[Work to be completed] All entries that follow are to be printed exactly as written.

[Data shown]
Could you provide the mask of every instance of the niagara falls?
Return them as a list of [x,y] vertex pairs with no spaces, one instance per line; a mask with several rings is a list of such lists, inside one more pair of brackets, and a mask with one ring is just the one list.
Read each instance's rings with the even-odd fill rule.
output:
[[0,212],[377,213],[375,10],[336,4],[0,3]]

[Output of the exercise]
Could you provide the mask of every instance of the niagara falls?
Return them as a list of [x,y] vertex pairs with no spaces, one instance per line; a mask with several rings is a list of such lists, inside one more pair of brackets, and a mask with one ring is just the one list.
Read each instance's rings with the even-odd fill rule.
output:
[[0,212],[377,213],[375,10],[336,4],[0,3]]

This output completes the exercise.